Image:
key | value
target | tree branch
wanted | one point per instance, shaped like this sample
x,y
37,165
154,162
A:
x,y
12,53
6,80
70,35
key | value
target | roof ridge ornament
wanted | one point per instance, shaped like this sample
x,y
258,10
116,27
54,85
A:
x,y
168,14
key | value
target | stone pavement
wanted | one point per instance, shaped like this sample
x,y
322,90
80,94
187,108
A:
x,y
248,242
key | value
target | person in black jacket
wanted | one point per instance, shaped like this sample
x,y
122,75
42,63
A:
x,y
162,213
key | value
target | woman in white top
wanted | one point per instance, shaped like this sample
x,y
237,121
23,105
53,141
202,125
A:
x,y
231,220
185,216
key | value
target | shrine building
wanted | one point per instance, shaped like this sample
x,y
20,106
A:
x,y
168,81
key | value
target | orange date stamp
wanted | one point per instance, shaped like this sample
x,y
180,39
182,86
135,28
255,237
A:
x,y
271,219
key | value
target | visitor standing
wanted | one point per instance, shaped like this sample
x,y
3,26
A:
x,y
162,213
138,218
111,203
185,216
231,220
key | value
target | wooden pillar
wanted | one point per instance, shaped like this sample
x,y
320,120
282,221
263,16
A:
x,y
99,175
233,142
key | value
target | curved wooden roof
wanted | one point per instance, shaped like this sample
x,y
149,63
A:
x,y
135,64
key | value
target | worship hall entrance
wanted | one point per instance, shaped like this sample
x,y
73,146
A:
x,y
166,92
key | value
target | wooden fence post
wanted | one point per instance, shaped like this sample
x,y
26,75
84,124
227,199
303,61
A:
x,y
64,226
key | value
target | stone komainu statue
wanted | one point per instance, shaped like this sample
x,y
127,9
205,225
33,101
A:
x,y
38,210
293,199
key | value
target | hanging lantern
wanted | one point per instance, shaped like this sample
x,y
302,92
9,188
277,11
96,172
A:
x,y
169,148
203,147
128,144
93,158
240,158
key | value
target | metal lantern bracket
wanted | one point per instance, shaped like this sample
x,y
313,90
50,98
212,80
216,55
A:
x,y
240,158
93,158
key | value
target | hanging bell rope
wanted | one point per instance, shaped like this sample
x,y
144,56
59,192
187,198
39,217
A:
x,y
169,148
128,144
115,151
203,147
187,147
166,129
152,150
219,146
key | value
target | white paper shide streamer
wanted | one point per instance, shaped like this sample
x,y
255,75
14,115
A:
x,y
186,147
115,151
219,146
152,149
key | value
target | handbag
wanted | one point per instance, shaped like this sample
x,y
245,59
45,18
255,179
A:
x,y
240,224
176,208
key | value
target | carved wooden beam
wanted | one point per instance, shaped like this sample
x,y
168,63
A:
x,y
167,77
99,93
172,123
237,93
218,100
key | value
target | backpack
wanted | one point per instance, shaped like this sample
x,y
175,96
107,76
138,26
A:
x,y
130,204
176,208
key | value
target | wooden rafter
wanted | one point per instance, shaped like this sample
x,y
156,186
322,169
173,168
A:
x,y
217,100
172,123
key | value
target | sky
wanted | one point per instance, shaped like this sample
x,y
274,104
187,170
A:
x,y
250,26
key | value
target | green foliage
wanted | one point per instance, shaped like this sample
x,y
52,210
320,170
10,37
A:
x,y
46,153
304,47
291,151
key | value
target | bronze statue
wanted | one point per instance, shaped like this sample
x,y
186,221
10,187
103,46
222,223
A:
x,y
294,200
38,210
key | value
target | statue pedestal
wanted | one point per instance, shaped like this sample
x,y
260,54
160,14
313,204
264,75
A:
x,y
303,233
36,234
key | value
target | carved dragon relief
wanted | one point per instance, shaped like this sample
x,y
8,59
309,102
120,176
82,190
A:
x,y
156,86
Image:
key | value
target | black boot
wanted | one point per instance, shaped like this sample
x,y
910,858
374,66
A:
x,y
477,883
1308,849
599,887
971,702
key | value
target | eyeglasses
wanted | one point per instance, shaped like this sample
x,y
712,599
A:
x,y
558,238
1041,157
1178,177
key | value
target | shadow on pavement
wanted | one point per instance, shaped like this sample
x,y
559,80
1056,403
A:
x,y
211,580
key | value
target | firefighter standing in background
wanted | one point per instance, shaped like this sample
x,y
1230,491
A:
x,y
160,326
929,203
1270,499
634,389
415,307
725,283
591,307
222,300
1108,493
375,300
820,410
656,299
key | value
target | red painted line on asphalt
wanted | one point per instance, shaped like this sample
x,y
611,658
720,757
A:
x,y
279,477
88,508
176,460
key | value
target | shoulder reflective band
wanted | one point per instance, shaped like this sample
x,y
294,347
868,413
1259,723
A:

::::::::::

• **GIVEN TASK**: All of the lines above need to be given again exactly.

• **THE RESPONSE**:
Image:
key | value
target | tree branch
wanted | one point per instance, shaped like this sample
x,y
37,165
154,162
A:
x,y
12,53
6,80
70,35
key | value
target | roof ridge ornament
wanted | one point per instance, shaped like this sample
x,y
258,10
116,27
54,85
A:
x,y
168,14
key | value
target | stone pavement
wanted | one point per instance, shaped like this sample
x,y
322,90
80,94
187,108
A:
x,y
248,242
key | value
target | person in black jacket
wanted | one point per instance, shaped like this sample
x,y
122,75
42,63
A:
x,y
162,213
key | value
target | woman in white top
wanted | one point per instance, shaped like this sample
x,y
237,121
23,105
53,141
202,125
A:
x,y
231,220
185,216
key | value
target | shrine building
wanted | one point per instance, shaped like this sample
x,y
20,106
A:
x,y
168,81
key | value
target | orange date stamp
wanted | one point per instance, shaped like this sample
x,y
180,39
182,86
135,28
255,237
A:
x,y
271,219
key | value
target | visitor standing
wanted | one point per instance, shaped like this sample
x,y
3,26
A:
x,y
162,213
138,218
111,203
185,216
231,220
key | value
target | wooden pillar
wanted | one point per instance, shaped like this sample
x,y
320,120
282,221
263,16
A:
x,y
99,175
233,142
key | value
target | curved wooden roof
wanted | one point per instance, shaped like this sample
x,y
149,63
A:
x,y
135,64
key | value
target | worship hall entrance
wanted | one point per instance, shaped like this sample
x,y
73,146
A:
x,y
166,92
key | value
target | wooden fence post
wanted | one point per instance, shaped like this sample
x,y
26,75
84,124
227,199
303,61
A:
x,y
64,226
key | value
target | stone komainu statue
wanted | one point per instance, shaped like this sample
x,y
127,9
205,225
33,101
A:
x,y
38,210
293,199
key | value
target | hanging lantern
wanted | one point per instance, shaped like this sample
x,y
302,92
9,188
277,11
96,172
A:
x,y
169,148
203,147
128,144
93,158
240,158
key | value
target | metal lantern bracket
wanted | one point per instance, shaped like this sample
x,y
313,90
50,98
212,80
216,55
A:
x,y
240,158
93,158
key | value
target | hanging bell rope
wanted | one point per instance, shaped like this sample
x,y
144,56
59,192
187,198
39,217
A:
x,y
169,148
128,144
115,151
203,147
187,147
166,129
152,150
219,146
key | value
target | white paper shide streamer
wanted | one point per instance, shaped like this sample
x,y
255,75
14,115
A:
x,y
186,147
115,151
219,146
152,149
key | value
target | handbag
wanted | one point per instance, shaped like this sample
x,y
245,59
45,18
255,179
A:
x,y
240,224
176,208
key | value
target | carved wooden beam
wanted | one point per instance, shaped like this sample
x,y
168,63
A:
x,y
167,77
99,93
172,123
237,93
218,100
key | value
target | backpack
wanted | one point per instance, shaped like this sample
x,y
175,96
107,76
138,26
A:
x,y
130,204
176,208
key | value
target | wooden rafter
wanted | one point per instance, shaped like this sample
x,y
156,186
322,169
173,168
A:
x,y
217,100
172,123
key | value
target | sky
wanted | one point per instance, shaped like this sample
x,y
274,104
187,170
A:
x,y
250,26
key | value
target | green foliage
wanted | one point per instance, shaped like this sample
x,y
52,210
320,170
10,37
A:
x,y
46,153
304,47
291,151
key | value
target | bronze statue
wanted | one point per instance, shaped like this sample
x,y
186,221
10,187
103,46
222,223
A:
x,y
294,200
38,210
key | value
target | statue pedestal
wanted | one point per instance, shaped like this sample
x,y
260,54
160,14
313,204
264,75
A:
x,y
303,233
36,234
key | value
target | carved dragon relief
wanted | one point per instance, shaped like this sample
x,y
8,59
309,102
120,176
82,190
A:
x,y
156,86
Image:
key | value
target | black boot
wanted | one point per instance, shaped like this sample
x,y
910,858
374,66
A:
x,y
477,883
1308,849
599,887
971,702
key | value
target | eyeglasses
wanted | one point per instance, shaped like this sample
x,y
712,599
A:
x,y
558,238
1041,157
1178,177
key | value
target | shadow on pavement
wanted | one point per instance, shaped like this sample
x,y
559,80
1056,403
A:
x,y
211,580
key | value
target | firefighter standing in background
wanted | one point per instance, shaped like this sample
x,y
1230,491
A:
x,y
160,326
929,203
1270,499
634,389
415,307
725,283
591,307
222,300
1108,493
375,300
820,410
656,299
key | value
target | red painted line on asphalt
wanted | one point per instance, shaped like this sample
x,y
611,658
720,757
A:
x,y
279,477
88,508
176,460
key | value
target | shoulder reflective band
wanted | one point per instance, shaped like this sample
x,y
294,347
868,413
1259,723
A:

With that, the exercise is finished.